# WORK REQUEST:
Repeat the data exactly. Pictures are not part of the copy.

INFORMATION GIVEN below:

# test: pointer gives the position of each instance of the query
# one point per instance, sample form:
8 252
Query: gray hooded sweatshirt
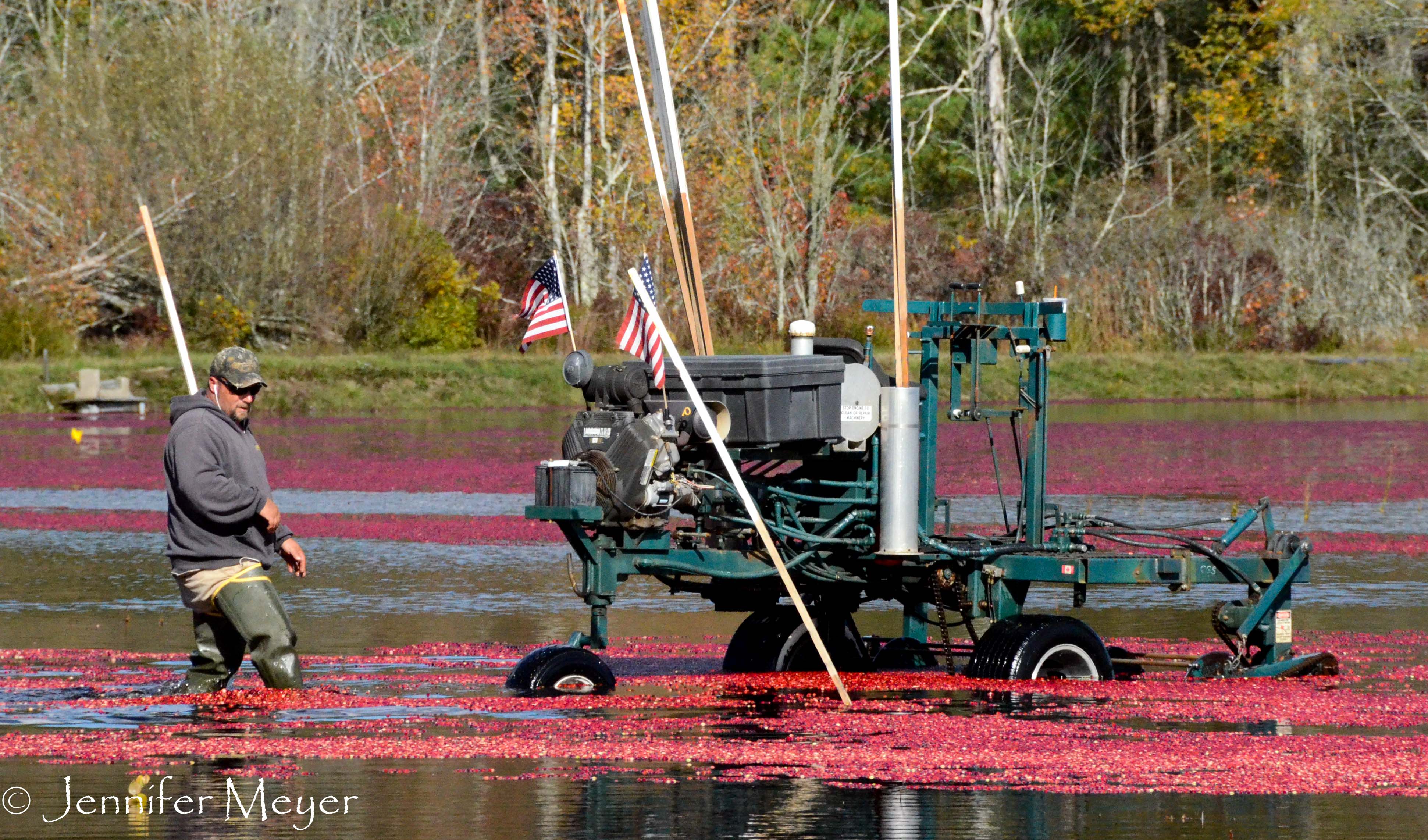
218 482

End of INFORMATION GIVEN.

# ANSWER SPACE:
# test: pointer gives the position of each instance of the query
# one point per instance, sample form:
8 252
Query: gray hooded sweatshirt
218 482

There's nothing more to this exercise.